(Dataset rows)
━━━━━━

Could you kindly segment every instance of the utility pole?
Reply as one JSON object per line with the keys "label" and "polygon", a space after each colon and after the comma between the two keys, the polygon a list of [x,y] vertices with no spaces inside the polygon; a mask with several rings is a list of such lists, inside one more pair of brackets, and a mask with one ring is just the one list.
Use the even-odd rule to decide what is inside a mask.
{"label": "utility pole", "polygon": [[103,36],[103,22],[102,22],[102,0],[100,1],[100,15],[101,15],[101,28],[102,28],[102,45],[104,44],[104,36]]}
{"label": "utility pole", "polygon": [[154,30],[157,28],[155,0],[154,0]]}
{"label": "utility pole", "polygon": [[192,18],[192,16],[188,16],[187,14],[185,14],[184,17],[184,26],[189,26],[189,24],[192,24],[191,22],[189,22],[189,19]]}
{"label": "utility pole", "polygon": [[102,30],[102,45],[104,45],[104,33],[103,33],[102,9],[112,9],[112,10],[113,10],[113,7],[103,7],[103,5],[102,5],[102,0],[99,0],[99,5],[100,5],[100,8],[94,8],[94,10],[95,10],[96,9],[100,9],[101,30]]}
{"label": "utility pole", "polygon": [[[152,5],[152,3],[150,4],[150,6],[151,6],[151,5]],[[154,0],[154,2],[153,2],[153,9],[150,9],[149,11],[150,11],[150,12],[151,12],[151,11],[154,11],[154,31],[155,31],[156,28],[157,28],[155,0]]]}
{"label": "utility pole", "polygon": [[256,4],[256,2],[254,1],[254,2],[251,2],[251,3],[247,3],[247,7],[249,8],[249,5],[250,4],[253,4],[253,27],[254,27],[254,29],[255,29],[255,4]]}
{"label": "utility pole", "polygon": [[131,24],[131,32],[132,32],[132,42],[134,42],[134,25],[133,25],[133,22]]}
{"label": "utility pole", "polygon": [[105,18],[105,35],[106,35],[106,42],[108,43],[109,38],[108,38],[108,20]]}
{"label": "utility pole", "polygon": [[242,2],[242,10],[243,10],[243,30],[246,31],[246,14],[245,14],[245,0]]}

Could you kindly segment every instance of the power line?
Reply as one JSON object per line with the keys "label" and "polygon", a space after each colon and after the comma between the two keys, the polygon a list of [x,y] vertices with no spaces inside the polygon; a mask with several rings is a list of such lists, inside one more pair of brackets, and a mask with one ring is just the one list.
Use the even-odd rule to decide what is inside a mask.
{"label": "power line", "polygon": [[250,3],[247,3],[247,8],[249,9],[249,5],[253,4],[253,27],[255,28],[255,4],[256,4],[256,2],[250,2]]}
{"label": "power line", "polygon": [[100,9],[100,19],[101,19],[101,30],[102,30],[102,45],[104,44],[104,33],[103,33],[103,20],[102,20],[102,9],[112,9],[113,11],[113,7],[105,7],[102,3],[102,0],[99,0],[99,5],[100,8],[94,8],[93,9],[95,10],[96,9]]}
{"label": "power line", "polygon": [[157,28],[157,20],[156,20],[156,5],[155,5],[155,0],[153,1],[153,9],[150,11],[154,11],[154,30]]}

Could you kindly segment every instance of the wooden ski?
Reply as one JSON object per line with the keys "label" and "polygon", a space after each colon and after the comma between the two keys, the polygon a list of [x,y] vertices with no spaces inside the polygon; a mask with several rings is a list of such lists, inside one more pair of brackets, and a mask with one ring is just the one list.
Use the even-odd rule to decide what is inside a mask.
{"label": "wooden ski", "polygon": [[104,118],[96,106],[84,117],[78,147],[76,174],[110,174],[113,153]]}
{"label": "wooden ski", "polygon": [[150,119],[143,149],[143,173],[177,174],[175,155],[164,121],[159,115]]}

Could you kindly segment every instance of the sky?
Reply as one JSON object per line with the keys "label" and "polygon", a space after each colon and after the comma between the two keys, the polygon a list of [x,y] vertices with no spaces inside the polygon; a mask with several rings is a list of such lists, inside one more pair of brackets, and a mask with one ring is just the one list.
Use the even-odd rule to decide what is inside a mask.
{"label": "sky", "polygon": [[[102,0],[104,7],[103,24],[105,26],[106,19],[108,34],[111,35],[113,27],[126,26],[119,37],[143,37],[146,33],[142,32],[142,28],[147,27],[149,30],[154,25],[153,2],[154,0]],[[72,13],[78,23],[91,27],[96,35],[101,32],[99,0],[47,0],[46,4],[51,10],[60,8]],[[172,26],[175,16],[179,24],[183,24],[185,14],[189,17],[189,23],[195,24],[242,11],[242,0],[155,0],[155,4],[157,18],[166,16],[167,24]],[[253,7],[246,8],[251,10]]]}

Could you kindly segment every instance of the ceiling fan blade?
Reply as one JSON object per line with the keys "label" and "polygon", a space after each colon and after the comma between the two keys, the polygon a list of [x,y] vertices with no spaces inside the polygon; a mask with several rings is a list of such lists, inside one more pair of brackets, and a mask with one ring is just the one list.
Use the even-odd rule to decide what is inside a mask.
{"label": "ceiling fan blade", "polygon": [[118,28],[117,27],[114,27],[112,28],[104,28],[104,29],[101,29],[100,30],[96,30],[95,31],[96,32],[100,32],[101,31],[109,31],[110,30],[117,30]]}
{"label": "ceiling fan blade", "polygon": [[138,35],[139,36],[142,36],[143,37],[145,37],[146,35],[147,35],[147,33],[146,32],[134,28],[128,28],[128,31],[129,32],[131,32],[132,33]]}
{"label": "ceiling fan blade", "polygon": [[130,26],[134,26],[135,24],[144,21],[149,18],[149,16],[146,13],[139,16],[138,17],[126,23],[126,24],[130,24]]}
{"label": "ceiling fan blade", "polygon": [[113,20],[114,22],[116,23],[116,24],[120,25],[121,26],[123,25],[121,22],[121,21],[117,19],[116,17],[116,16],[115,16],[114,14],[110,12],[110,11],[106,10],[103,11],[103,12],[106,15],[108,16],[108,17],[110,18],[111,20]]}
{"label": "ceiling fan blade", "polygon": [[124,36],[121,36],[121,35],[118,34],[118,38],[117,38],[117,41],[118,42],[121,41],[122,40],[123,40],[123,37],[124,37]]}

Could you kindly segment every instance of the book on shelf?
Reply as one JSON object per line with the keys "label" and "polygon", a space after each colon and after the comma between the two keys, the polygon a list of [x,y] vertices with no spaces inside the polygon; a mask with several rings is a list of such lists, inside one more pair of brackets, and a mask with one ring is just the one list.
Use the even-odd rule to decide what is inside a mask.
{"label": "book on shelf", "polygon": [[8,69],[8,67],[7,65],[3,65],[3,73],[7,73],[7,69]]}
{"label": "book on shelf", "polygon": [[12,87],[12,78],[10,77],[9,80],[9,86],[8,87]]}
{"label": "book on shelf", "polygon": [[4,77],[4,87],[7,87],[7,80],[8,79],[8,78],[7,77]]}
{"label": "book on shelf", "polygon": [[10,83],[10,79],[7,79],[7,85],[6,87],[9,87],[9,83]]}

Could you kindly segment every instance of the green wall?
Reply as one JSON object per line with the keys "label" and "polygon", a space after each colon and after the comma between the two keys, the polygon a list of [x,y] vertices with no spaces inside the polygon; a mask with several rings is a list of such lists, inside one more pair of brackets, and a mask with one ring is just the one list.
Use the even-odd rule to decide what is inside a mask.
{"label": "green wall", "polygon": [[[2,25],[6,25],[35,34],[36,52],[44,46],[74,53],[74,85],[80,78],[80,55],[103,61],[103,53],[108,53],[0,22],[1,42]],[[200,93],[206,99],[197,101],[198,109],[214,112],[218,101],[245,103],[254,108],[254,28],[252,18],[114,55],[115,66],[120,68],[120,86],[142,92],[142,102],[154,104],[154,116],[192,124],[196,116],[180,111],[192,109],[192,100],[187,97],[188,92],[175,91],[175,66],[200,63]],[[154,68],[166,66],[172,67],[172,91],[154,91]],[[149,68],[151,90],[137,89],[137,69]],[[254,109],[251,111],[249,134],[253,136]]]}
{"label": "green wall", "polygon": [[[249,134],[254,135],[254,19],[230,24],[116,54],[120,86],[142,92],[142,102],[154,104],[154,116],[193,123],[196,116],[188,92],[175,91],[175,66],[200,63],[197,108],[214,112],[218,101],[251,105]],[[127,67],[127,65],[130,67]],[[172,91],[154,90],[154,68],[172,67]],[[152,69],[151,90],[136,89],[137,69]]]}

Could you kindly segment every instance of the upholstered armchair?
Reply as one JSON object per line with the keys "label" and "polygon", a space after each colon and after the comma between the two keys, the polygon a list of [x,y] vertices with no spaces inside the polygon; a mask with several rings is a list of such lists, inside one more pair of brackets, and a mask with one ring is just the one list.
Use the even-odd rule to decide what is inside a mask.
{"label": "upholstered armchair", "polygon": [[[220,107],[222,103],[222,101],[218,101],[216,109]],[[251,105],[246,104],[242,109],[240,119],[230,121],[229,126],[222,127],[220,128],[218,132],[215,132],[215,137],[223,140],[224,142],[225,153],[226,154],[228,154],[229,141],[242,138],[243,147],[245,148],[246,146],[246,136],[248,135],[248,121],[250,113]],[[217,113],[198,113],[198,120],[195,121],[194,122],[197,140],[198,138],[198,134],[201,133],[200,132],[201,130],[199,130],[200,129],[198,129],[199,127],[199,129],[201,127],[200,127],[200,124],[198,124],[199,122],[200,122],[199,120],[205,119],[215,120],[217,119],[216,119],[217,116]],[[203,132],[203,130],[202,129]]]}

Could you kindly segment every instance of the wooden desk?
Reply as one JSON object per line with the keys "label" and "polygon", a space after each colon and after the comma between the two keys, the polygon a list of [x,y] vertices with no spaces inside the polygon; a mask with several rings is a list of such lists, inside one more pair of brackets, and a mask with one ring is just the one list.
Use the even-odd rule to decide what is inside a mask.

━━━━━━

What is required: Beginning at the line that contains "Could you kindly segment every instance of the wooden desk?", retype each line of the listing up to and including the last one, exactly as it stands, and nothing else.

Exercise answer:
Could you kindly segment every instance of the wooden desk?
Reply as one JSON object per line with the keys "label" and "polygon", a space after each colon and after the comma between the two keys, the polygon a list of [x,y] vertices with no spaces inside the polygon; a mask with several rings is a list of such lists, inside one more pair of brackets, and a mask with one ring is just the one list.
Use the even-odd rule to decide what is inside a mask.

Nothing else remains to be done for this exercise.